> _QUESTIONS_:
**1)** From the Hugging Face module documentation, write out the passage from "foreach ($results as" up to and including "(1024 dim, state-of-the-art)".
**2)** What batch processing rate does the Hugging Face module documentation list under its performance figures?

---------- TEXT SHOWN

Semantic Model Discovery

Use Milvus + Solr for semantic model search:

$search = \Drupal::service('ai_agent_huggingface.vector_search');

// Find models semantically similar to query
$results = $search->similarModels(
  'I need a model for sentiment analysis in French',
  [
    'top_k' => 10,
    'threshold' => 0.7, // Minimum similarity score
  ]
);

foreach ($results as $model) {
  echo "{$model->name} (score: {$model->similarity})\n";
}

Embedding Models

Supported embedding models:

  • sentence-transformers/all-MiniLM-L6-v2 (384 dim, fast)
  • sentence-transformers/all-mpnet-base-v2 (768 dim, high quality)
  • intfloat/e5-large-v2 (1024 dim, state-of-the-art)

Supported Tasks

  • Text Generation: GPT-2, BLOOM, Llama, Mistral
  • Fill-Mask: BERT, RoBERTa, DistilBERT
  • Question Answering: SQuAD-tuned models
  • Summarization: BART, T5, Pegasus
  • Translation: MarianMT, M2M100, NLLB
  • Sentiment Analysis: DistilBERT, RoBERTa
  • Named Entity Recognition: BERT-NER, SpaCy
  • Zero-Shot Classification: BART-MNLI, DeBERTa
  • Text Embeddings: Sentence-BERT, E5, BGE

Performance

  • Model Discovery: <100ms with Milvus
  • Inference (Serverless): 200-500ms
  • Inference (Local): 50-200ms
  • Embeddings: <50ms per sentence
  • Batch Processing: 1000 items/minute

Caching

Enable model caching for faster inference:

$config = \Drupal::configFactory()->getEditable('ai_agent_huggingface.settings');
$config->set('cache_enabled', TRUE);
$config->set('cache_ttl', 3600); // 1 hour
$config->set('cache_max_size', 10737418240); // 10GB
$config->save();

Testing

# Run PHPUnit tests
vendor/bin/phpunit modules/custom/ai_agent_huggingface/tests

# Run PHPCS
vendor/bin/phpcs --standard=Drupal modules/custom/ai_agent_huggingface

# Run PHPStan
vendor/bin/phpstan analyse modules/custom/ai_agent_huggingface/src --level=5

# Integration tests (requires HuggingFace API key)

--------------------
---------- INFORMATION

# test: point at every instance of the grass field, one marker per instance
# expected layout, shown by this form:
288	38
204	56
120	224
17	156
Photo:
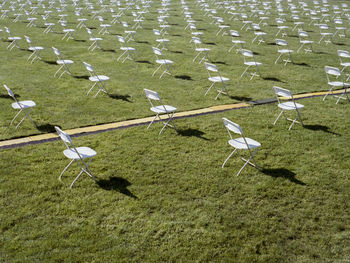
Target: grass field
166	198
64	101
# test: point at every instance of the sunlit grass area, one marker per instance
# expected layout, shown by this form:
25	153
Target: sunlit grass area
64	101
166	198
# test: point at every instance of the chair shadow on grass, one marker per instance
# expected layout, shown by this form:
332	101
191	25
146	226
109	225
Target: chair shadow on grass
3	96
117	184
47	127
240	98
272	79
120	97
184	77
316	127
143	62
192	133
81	77
282	173
50	62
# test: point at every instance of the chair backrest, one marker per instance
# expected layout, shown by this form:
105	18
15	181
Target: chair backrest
234	33
56	51
9	91
233	127
343	53
157	51
281	42
29	41
247	53
89	68
211	67
332	71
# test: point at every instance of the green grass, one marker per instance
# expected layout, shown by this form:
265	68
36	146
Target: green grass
166	198
64	101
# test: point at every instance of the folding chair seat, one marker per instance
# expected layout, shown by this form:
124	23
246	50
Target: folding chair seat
95	40
64	63
129	34
287	105
283	49
159	108
236	41
98	80
25	106
340	30
282	29
201	51
68	32
240	144
81	155
326	36
162	62
249	61
103	26
216	79
304	40
162	42
128	51
335	80
14	40
259	34
34	49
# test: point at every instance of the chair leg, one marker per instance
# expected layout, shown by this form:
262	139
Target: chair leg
65	169
279	115
228	158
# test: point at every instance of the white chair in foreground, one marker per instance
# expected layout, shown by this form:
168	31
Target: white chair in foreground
162	62
160	108
283	49
216	79
34	49
26	106
65	63
249	61
128	51
335	80
78	154
242	143
97	79
287	105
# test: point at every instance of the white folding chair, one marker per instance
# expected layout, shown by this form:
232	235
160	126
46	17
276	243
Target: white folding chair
216	79
99	80
202	52
34	49
284	94
344	58
333	74
78	154
14	40
162	62
128	51
241	143
326	36
236	41
95	40
158	107
304	40
283	49
249	61
65	63
162	42
26	106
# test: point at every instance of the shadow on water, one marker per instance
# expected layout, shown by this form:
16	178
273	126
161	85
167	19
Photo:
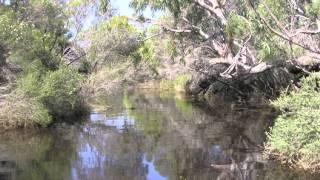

--------------------

> _OUTPUTS IN ORDER_:
**1)**
foreach ($results as $model) {
  echo "{$model->name} (score: {$model->similarity})\n";
}

Embedding Models

Supported embedding models:

  • sentence-transformers/all-MiniLM-L6-v2 (384 dim, fast)
  • sentence-transformers/all-mpnet-base-v2 (768 dim, high quality)
  • intfloat/e5-large-v2 (1024 dim, state-of-the-art)

**2)** 1000 items per minute.